◆ **Exercise goal**:
Give the lines below, from the one holding "slope visible. Provide a box for each." through the one holding "[260,138,342,171]", inclusive, as a Markdown table with two columns, No. and Line, numbering each line and skipping any blank ones.

>> START Given information

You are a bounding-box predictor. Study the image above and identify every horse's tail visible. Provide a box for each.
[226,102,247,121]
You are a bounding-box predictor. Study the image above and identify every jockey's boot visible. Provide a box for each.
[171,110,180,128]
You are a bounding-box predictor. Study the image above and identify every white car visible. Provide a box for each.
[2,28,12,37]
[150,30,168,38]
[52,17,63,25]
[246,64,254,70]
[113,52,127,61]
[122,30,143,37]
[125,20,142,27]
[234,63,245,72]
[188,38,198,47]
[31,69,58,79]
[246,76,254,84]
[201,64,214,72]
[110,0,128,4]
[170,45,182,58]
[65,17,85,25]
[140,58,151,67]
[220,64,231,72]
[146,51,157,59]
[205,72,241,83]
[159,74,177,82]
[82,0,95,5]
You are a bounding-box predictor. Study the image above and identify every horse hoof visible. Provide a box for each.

>> END Given information
>> START Given information

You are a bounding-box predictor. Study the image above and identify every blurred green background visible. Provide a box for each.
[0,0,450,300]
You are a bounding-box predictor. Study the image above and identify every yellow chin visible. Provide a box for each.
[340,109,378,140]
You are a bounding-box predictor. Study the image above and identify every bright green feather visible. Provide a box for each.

>> END Given information
>> START Given information

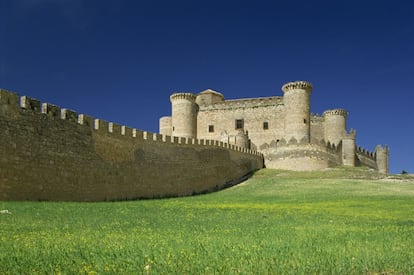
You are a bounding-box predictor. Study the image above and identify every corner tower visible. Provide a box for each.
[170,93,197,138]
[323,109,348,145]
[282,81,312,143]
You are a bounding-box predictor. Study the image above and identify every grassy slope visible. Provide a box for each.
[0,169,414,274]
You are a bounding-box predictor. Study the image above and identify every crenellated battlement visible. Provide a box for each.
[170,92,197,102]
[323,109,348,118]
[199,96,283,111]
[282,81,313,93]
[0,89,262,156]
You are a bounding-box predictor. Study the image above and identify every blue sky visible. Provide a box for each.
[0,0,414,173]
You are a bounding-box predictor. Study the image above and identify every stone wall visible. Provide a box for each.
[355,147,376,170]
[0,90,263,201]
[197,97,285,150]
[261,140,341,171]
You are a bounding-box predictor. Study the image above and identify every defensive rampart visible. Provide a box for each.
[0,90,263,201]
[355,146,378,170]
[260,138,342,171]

>> END Given information

◆ **Reply**:
| No. | Line |
|---|---|
| 1 | You are a bounding-box predictor. Study the image above and identify every grassy slope visible. Provide a box for each. |
| 2 | [0,169,414,274] |
| 3 | You are a bounding-box predictor. Study the image above and identify every crenellated battlement visible. Provide a box for each. |
| 4 | [170,92,197,102] |
| 5 | [323,109,348,118] |
| 6 | [199,96,283,111] |
| 7 | [282,81,313,93] |
| 8 | [0,89,262,156] |
| 9 | You are a bounding-box predictor. Study the image above and identify every blue sky visible. Provide a box for each. |
| 10 | [0,0,414,173] |
| 11 | You are a bounding-box predictor. Study the image above and identify every stone wall visible. Provide a box for each. |
| 12 | [355,147,376,170] |
| 13 | [0,90,263,201] |
| 14 | [197,97,285,150] |
| 15 | [261,140,341,171] |
| 16 | You are a bounding-box predictor. Study the image above and identify every defensive rampart visible. Provide a box for each. |
| 17 | [0,90,263,201] |
| 18 | [355,146,378,170] |
| 19 | [260,138,342,171] |